**THE PROBLEM**
Copy every line of the items below word for word, leaving the pictures out of your answer.

**SUPPLIED MATERIAL**
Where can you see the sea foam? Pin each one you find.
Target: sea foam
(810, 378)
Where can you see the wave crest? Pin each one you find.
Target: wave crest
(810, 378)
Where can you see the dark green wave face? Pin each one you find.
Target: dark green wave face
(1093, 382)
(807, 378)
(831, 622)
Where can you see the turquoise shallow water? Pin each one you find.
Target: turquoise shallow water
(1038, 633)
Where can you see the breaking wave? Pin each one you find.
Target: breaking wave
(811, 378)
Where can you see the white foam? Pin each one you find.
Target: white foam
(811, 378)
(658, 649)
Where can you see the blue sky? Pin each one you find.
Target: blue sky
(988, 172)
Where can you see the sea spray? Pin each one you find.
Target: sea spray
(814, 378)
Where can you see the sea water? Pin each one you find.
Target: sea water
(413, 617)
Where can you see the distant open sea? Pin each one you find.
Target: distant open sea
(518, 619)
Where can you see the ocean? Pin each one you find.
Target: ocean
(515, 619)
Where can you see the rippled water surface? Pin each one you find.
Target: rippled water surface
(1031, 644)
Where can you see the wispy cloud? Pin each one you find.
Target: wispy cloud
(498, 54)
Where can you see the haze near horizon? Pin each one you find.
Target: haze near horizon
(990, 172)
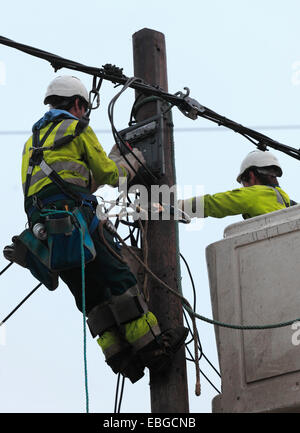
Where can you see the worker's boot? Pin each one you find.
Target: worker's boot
(158, 354)
(127, 364)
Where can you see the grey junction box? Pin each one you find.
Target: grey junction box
(254, 276)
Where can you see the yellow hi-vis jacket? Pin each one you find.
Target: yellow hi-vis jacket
(74, 162)
(249, 201)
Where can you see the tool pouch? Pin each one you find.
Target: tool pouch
(62, 249)
(65, 234)
(29, 252)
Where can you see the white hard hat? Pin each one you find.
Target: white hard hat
(259, 158)
(67, 86)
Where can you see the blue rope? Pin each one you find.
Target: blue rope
(51, 212)
(84, 322)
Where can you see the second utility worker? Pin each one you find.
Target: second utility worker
(260, 194)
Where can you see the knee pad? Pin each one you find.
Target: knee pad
(116, 312)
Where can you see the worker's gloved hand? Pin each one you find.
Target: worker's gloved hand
(133, 163)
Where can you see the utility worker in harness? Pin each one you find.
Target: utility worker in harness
(62, 163)
(259, 195)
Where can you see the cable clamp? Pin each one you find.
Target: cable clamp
(191, 107)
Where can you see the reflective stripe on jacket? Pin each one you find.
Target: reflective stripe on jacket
(249, 201)
(73, 161)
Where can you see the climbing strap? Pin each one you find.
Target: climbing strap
(280, 198)
(38, 159)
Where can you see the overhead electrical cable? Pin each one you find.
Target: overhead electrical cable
(187, 105)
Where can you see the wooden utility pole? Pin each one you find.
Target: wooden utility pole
(169, 392)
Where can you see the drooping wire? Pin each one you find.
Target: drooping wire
(198, 337)
(6, 267)
(117, 407)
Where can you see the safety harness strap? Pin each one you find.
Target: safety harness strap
(37, 157)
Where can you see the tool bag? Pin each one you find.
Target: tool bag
(69, 240)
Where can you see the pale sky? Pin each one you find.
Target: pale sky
(239, 58)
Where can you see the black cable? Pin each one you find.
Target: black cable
(203, 374)
(6, 267)
(121, 394)
(117, 407)
(190, 107)
(198, 337)
(191, 278)
(19, 305)
(117, 392)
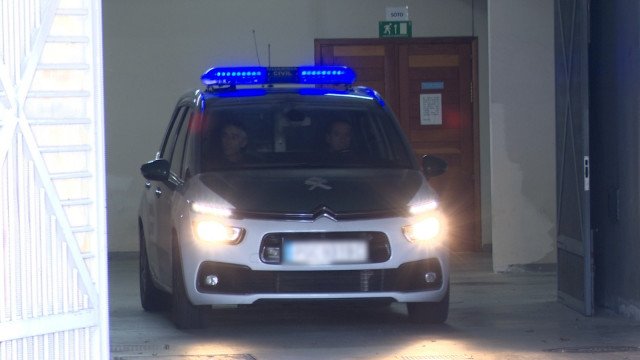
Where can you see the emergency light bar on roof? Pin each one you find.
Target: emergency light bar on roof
(255, 75)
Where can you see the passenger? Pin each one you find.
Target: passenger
(339, 136)
(233, 139)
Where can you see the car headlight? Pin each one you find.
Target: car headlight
(215, 231)
(428, 229)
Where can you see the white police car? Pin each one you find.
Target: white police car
(262, 192)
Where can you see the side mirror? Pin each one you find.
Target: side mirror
(433, 166)
(156, 170)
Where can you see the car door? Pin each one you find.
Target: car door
(161, 194)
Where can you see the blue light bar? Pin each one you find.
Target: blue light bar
(326, 75)
(235, 76)
(279, 75)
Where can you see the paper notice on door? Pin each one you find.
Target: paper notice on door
(430, 109)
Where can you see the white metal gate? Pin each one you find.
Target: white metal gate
(53, 270)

**OUTPUT OF THE TASK**
Where can you see the sea foam? Pin each one you find.
Target: sea foam
(810, 378)
Where can you see the wave crest? Pin each one you find.
Target: wave crest
(810, 378)
Where can you see the dark green wave face? Pin each one you find.
Target: dark green wave face
(1093, 382)
(807, 378)
(831, 622)
Where can you see the turquoise shallow water? Pin each one you find.
Target: turquoise shallow water
(1038, 633)
Where can you see the breaking wave? Pin each one you find.
Target: breaking wave
(811, 378)
Where can you see the white foam? Pin each one you find.
Target: white foam
(811, 378)
(658, 649)
Where can you see the blue sky? Pin each one you find.
Target: blue sky
(988, 172)
Where can you see the sea spray? Pin each one you find.
Target: sea spray
(814, 378)
Where can you see the sea water? Pin each one you find.
Target: sea water
(413, 617)
Where can you see the distant open sea? Pin each one you find.
Target: distant open sea
(518, 619)
Where can you see the ocean? Pin each one you find.
Target: ocean
(515, 619)
Where can you see the rippled water surface? Pin each one you find.
Target: rippled water surface
(1031, 644)
Where can you see the wispy cloud? Pin each one you find.
Target: wispy cloud
(498, 54)
Where can you see the haze near horizon? Pin each one you find.
Target: haze near horizon
(990, 172)
Where can you see the worker's boot? Pin each one you find.
Target: worker's boot
(158, 354)
(127, 364)
Where can you see the grey junction box? Pin each one you find.
Target: grey junction box
(254, 276)
Where can you see the yellow hi-vis jacket? Pin each one you find.
Target: yellow hi-vis jacket
(74, 162)
(249, 201)
Where can you see the tool pouch? Pin each one you find.
Target: tool pouch
(62, 249)
(65, 234)
(29, 252)
Where can you see the white hard hat? Pin each one you find.
Target: white hard hat
(259, 158)
(67, 86)
Where can you see the blue rope? Pin each one you find.
Target: blue rope
(51, 212)
(84, 322)
Where can you see the second utility worker? Pin each one you find.
Target: second utility worker
(260, 194)
Where can you see the knee pad? Pin each one you find.
Target: knee pad
(116, 312)
Where can you see the worker's gloved hand? Pin each one you find.
Target: worker's gloved hand
(133, 163)
Where can you see the utility worker in harness? Pin each one you find.
Target: utility worker in harness
(62, 163)
(259, 195)
Where can you see the cable clamp? Pin each one you find.
Target: cable clamp
(191, 107)
Where can you see the reflective stripe on jacket? Pin each one you find.
Target: reflective stripe on jacket
(249, 201)
(73, 161)
Where can you see the climbing strap? Pin each one you find.
Target: climbing strap
(280, 198)
(38, 159)
Where can you see the overhead electrical cable? Pin each one you find.
Target: overhead electrical cable
(187, 105)
Where can you see the wooden utility pole? Pin each one you find.
Target: wooden utility pole
(169, 392)
Where can you see the drooping wire? Pin each one you find.
Target: drooping wire
(198, 337)
(6, 267)
(117, 407)
Where can you see the safety harness strap? Pin each one you find.
Target: safety harness strap
(37, 157)
Where can you see the tool bag? Pin each one you find.
Target: tool bag
(69, 240)
Where can you see the pale sky? Pin each one you find.
Target: pale sky
(239, 58)
Where can you see the black cable? Pin each one you find.
Target: black cable
(203, 374)
(6, 267)
(121, 394)
(117, 407)
(190, 107)
(198, 337)
(191, 278)
(19, 305)
(117, 392)
Where can you see the emergency light bar on roof? Pin each one you find.
Target: emergency light bar on roof
(255, 75)
Where can you see the passenger? Pin each one you find.
Target: passenger
(339, 136)
(233, 139)
Where can you see the car headlight? Pin each one you find.
Target: car headlight
(215, 231)
(428, 229)
Where can you see the white police car? Pin each one you find.
Target: white police car
(262, 192)
Where can you see the side mirror? Pin each one you find.
Target: side mirror
(433, 166)
(156, 170)
Where can you see the car door? Pin each one you find.
Target: car door
(161, 194)
Where can you see the blue light bar? Pin each one you find.
Target: blue light bar
(326, 75)
(235, 76)
(279, 75)
Where can you see the paper notice on door? Pin each one you find.
Target: paper notice on door
(430, 109)
Where can you see the white metal gate? Pin each one you find.
Target: white metal gate
(53, 270)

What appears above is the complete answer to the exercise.